— BEGIN READING TEXT —

7. Memorandum From Secretary of Defense Brown to President Carter1


  • Arms Control for Antisatellite Systems

(S) At the August 4, 1977 meeting of the Policy Review Committee on PRM–23,2 it was decided that a separate paper on antisatellite activities and arms control should be forwarded for your review and decision. That Decision Paper is enclosed along with an Issues Paper3 which contains a more detailed discussion of the issue.

(S) Because of the importance of this issue and the widely differing views on the approach we should take in our proposal to the Soviet Union, you may wish further discussion of this subject at the NSC level prior to your decision.

Harold Brown


Decision Paper4



What should be the U.S. policy on antisatellite (ASAT) activity and ASAT arms control?


The U.S. has offered to propose ASAT arms limitations to the Soviet Union. In developing approaches for the discussions, a fundamental consideration is the need for a U.S. ASAT capability.

[Page 24]


Both the U.S. and the USSR have and are further developing satellite capabilities in space for a range of activities spanning peacetime, crisis and wartime. These include treaty verification, national and military intelligence, weather, navigation, communications and attack warning. Both sides are increasing the use of satellites as sources of tactical intelligence to provide near-real-time photography, electronic ferreting, and radar targeting of military assets.

The Soviet Union currently has an advantage over the U.S. in antisatellite capabilities. They have an orbital interceptor which has been judged to be operational [8½ lines not declassified]

The U.S. has no ASAT capability. A nuclear interceptor system was operational until 1975 at Johnston Island. Currently, the U.S. is developing a new interceptor which is planned for testing by 1981. [3½ lines not declassified]


On the one hand:

Limitations on Soviet capabilities to attack U.S. satellites would be desirable since the U.S. is becoming increasingly dependent on its space assets, and relies on a smaller number of more sophisticated satellites than the USSR.

There has never been a confrontation in space and treaties have tended to give space a special status as a peaceful arena where both sides can work cooperatively.

ASAT limitations might preclude a potential arms race in space with its attendant action-reaction cycles, public concerns, increased defense costs and potential instabilities.

On the other hand:

The U.S. must assess the need, independent of Soviet ASAT capabilities, for a U.S. ASAT system to counter threatening Soviet satellites.

There are difficult treaty verification problems in this area.

Incentives to cheat may be greater than under previous agreements. Because each side has a small number (6–15) of critical satellites, small numbers of ASATs could be decisive. This is in contrast with current treaties limiting ICBMs and ABMs, where stability is not affected by small numbers of weapons.


Under all of the approaches discussed below, U.S. ASAT research and development activities will continue, and be modified to con[Page 25]form with any agreements reached during negotiations. The four approaches are:

1. No Agreement: Do not seek an agreement limiting ASAT systems. This does not preclude initiatives to further limit the likelihood of peacetime interference. For example, the U.S. could propose under the existing Agreement on Measures to Reduce the Risk of Outbreak of Nuclear War, to show restraint in ASAT testing during crises.

— END READING TEXT —
— BEGIN DATASET CONTENT —

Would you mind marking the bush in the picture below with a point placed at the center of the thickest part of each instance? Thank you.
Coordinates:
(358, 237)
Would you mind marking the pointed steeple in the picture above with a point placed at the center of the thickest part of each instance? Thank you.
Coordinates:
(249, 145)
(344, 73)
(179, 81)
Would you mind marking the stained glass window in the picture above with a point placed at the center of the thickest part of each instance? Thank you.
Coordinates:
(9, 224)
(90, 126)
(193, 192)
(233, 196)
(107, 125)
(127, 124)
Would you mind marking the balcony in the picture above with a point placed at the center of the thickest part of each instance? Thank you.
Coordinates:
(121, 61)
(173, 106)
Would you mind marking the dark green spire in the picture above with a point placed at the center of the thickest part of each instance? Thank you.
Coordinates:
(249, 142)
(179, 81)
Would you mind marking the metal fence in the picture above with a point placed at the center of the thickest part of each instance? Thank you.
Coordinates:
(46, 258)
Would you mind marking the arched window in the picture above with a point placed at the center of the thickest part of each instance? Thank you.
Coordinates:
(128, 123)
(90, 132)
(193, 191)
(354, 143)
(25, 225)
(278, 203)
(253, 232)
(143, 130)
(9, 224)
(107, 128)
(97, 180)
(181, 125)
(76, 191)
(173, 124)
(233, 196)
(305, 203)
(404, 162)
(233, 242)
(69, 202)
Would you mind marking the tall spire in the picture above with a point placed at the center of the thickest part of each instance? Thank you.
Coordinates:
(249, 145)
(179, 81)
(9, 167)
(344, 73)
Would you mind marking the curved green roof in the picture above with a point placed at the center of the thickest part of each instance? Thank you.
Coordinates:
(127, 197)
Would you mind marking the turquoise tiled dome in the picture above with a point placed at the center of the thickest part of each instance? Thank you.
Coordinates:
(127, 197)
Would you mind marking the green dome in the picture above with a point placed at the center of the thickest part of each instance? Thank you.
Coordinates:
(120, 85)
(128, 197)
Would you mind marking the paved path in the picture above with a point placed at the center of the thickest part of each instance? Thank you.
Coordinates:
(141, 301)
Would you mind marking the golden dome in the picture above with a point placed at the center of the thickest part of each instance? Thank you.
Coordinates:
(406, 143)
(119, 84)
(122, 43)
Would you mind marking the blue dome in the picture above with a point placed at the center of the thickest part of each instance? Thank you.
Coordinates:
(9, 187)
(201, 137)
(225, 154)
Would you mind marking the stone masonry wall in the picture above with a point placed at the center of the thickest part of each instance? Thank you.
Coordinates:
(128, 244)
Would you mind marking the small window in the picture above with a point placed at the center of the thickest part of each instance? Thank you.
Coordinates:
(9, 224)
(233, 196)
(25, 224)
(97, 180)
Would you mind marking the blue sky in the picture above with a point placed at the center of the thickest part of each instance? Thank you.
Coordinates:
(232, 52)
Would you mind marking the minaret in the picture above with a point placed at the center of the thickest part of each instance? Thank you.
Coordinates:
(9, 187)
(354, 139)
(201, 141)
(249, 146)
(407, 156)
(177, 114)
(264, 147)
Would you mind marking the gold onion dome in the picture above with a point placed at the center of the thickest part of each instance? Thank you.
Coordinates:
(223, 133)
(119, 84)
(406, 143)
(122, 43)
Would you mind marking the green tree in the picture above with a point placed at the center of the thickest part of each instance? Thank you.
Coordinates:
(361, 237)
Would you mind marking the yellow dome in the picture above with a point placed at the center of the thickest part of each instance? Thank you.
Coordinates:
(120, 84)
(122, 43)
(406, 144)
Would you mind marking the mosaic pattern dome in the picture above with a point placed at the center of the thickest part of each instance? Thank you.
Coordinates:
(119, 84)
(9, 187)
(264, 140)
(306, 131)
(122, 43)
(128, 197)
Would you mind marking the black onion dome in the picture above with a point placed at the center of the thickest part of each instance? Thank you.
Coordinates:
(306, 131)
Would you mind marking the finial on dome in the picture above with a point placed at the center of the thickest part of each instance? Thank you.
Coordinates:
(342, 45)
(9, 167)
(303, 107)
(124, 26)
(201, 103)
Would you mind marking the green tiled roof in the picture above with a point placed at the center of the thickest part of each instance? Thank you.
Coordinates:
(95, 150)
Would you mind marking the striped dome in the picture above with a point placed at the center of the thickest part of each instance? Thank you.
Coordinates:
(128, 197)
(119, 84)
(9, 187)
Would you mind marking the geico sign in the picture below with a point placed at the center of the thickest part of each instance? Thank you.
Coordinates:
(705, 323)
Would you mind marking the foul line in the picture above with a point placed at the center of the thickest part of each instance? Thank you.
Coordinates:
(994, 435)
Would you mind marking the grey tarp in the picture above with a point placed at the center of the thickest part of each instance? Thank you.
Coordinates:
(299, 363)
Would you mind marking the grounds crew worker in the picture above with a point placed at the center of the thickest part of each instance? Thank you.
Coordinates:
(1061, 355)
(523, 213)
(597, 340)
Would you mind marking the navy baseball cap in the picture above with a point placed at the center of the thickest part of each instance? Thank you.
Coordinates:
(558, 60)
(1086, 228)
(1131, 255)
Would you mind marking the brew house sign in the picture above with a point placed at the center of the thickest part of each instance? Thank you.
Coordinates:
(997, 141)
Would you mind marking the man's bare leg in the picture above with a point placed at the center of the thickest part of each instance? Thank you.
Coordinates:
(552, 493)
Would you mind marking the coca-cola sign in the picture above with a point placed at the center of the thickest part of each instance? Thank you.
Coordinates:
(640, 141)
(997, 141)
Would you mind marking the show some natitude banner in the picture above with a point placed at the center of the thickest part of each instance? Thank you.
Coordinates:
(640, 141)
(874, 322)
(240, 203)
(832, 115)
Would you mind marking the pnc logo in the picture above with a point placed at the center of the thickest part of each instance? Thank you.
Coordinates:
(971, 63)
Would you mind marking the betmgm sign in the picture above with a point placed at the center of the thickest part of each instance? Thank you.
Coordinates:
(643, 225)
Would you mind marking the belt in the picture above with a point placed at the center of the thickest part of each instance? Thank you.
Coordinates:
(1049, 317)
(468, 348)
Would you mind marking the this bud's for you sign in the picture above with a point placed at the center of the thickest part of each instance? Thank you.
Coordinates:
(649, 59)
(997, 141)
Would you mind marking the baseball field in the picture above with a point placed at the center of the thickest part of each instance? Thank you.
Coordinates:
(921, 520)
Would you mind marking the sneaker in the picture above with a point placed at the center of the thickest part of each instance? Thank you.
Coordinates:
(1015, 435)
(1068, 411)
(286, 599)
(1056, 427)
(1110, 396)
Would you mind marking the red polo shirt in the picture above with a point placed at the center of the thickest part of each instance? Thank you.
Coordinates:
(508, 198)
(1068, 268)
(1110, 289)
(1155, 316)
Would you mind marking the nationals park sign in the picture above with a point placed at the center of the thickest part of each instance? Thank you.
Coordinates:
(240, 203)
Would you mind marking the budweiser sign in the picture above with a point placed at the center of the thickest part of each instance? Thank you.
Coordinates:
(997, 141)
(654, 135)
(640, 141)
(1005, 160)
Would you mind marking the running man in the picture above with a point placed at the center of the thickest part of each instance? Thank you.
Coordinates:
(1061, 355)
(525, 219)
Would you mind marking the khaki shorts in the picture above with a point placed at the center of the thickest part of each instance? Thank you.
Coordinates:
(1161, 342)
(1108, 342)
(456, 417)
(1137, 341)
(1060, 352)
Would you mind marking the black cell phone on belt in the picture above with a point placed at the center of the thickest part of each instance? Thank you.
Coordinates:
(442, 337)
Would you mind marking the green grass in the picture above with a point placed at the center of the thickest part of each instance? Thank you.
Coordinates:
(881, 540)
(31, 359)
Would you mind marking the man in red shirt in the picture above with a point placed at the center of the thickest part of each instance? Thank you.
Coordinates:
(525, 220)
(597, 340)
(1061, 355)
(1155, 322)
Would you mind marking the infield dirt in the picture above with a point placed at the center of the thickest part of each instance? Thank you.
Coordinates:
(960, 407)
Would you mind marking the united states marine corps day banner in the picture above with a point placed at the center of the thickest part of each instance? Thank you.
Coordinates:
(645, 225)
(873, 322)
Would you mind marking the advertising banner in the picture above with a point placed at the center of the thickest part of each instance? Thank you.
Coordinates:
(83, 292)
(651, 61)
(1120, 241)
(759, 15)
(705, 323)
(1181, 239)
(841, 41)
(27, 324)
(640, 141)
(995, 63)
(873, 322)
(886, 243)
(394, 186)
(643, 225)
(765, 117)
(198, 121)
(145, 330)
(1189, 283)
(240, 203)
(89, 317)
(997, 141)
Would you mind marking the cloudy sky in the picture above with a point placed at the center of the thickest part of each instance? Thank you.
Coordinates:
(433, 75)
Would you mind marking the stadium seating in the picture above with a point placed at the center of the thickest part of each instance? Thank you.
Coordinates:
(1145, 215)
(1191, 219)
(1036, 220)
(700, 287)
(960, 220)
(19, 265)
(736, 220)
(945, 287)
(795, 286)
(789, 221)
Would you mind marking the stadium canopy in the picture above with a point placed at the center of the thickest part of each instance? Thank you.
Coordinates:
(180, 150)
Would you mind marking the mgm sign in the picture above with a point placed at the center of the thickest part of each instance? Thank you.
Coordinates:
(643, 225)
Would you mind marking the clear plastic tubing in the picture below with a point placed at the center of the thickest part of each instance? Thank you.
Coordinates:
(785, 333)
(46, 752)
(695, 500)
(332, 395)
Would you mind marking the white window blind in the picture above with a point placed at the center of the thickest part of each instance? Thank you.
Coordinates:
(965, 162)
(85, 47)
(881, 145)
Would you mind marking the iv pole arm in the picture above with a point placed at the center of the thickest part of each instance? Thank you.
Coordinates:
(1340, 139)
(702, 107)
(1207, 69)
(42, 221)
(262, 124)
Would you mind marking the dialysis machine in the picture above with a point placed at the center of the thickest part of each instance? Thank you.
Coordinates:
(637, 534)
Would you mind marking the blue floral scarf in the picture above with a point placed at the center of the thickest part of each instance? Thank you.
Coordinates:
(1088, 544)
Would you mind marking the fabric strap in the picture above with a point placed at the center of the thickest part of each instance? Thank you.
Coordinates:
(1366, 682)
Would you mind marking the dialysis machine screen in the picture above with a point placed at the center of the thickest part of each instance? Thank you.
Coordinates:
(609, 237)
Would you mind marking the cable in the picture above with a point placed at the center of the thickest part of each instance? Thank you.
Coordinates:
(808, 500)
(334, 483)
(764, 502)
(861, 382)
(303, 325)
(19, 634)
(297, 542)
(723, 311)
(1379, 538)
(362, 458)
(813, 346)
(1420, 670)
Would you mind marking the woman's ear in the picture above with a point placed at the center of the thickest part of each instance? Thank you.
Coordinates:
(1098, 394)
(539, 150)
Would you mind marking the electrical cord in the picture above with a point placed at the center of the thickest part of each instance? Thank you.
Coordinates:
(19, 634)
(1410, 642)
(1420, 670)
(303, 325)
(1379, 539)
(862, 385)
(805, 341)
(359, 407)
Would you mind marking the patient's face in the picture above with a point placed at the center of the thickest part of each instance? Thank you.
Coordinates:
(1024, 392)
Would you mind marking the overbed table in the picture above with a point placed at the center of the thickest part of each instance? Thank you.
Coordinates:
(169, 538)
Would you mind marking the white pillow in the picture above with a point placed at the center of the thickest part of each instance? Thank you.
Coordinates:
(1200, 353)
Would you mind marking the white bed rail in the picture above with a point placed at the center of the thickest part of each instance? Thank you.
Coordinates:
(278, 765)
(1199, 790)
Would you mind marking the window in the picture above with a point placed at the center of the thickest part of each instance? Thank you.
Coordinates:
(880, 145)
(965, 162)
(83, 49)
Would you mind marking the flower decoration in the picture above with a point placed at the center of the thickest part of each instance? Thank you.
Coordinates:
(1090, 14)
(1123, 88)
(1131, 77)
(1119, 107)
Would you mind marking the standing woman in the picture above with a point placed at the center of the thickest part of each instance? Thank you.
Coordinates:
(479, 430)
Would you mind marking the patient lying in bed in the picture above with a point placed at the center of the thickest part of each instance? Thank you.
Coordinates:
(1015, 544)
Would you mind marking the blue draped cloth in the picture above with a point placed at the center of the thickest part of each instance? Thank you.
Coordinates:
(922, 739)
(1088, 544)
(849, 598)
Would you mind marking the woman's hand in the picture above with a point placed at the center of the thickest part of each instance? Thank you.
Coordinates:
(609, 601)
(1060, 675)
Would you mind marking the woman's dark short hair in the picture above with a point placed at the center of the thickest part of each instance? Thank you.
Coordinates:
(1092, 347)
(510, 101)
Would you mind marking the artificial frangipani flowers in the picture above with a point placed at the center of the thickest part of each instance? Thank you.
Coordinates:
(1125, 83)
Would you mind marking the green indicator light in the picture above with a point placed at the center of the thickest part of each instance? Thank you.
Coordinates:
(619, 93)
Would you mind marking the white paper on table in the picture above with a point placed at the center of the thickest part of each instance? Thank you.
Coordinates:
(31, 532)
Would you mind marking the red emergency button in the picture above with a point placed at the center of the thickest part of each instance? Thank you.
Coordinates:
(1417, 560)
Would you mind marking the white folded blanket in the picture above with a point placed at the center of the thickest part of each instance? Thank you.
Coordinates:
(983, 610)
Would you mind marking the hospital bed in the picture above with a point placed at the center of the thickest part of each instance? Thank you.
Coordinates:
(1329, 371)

— END DATASET CONTENT —

### WHAT IS EXPECTED
Please answer from the antisatellite memorandum: where was a U.S. nuclear interceptor system operational until 1975?

### SOLUTION
At Johnston Island.